» **SHORT PROBLEM 1**:
Answer these questions using the Larkin passage in the listing:
(a) In what month and year was Martin born?
(b) In which city was Kingsley teaching at the university?
(c) On what date did Kingsley and Hilly give their party?
» **SHORT PROBLEM 2**: In the Larkin passage in the listing, please give the stretch from "It cannot be" through "invitation to attend." again, switching "Swansea" to "Cardiff".
» **SHORT PROBLEM 3**: List every person named in the Larkin passage in the listing.

» **ARTICLE**:
It cannot be true that Larkin was his father. Apart from anything else, the dates are all wrong. Martin was born in August 1949, which would have required Larkin to have seen Hilly, Kingsley’s wife, in November or December 1948. I’ve checked in Zachary Leader’s huge and brilliant biography of Sir Kingsley, and his equally voluminous collection of Kingsley’s letters, and it is quite clear that they didn’t meet in that period. They might have done, because Kingsley and Hilly gave a big, boozy and rather louche party in Swansea, where he was teaching at the university, on November 2 1948, but Larkin refused their invitation to attend.

» **RECORDED DATA**:
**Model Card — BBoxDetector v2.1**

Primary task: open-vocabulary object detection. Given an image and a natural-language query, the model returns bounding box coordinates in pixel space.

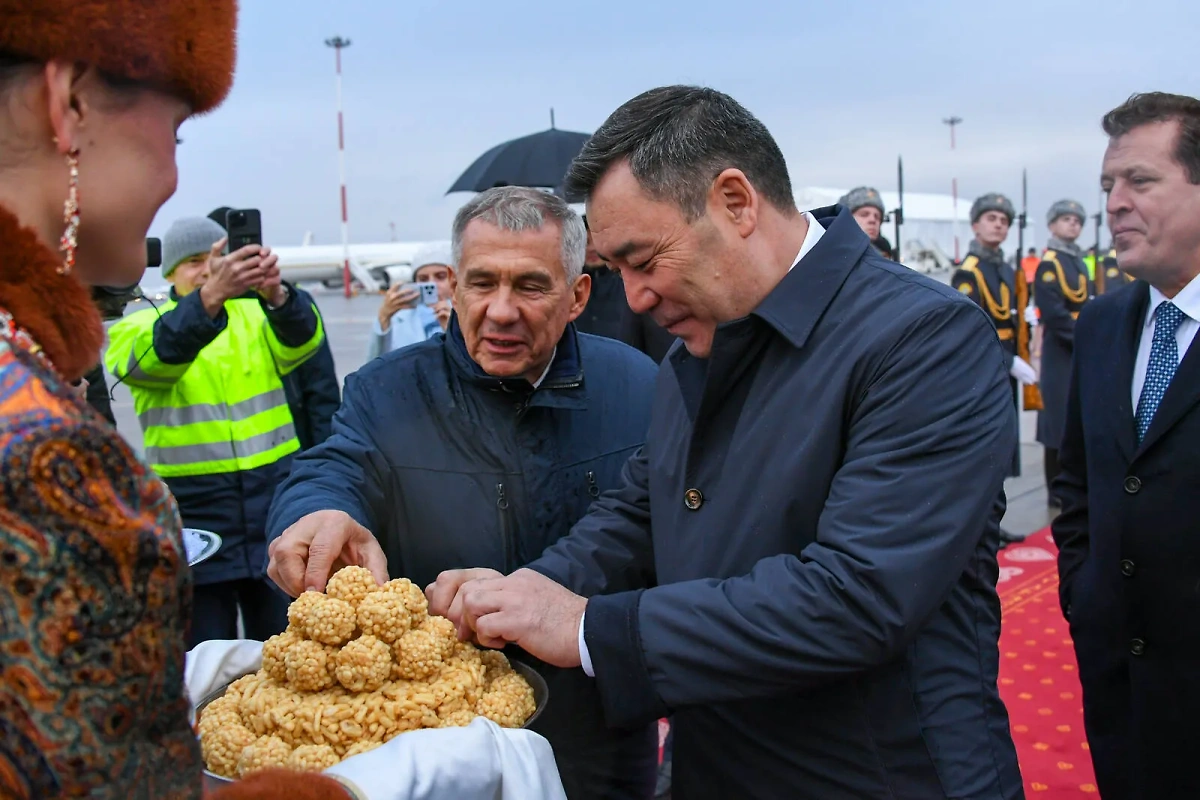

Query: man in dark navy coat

» **WORKED SOLUTION 1**:
(a) August 1949
(b) Swansea
(c) November 2 1948

» **WORKED SOLUTION 2**:
It cannot be true that Larkin was his father. Apart from anything else, the dates are all wrong. Martin was born in August 1949, which would have required Larkin to have seen Hilly, Kingsley’s wife, in November or December 1948. I’ve checked in Zachary Leader’s huge and brilliant biography of Sir Kingsley, and his equally voluminous collection of Kingsley’s letters, and it is quite clear that they didn’t meet in that period. They might have done, because Kingsley and Hilly gave a big, boozy and rather louche party in Cardiff, where he was teaching at the university, on November 2 1948, but Larkin refused their invitation to attend.

» **WORKED SOLUTION 3**:
Larkin
Martin
Hilly
Kingsley
Zachary Leader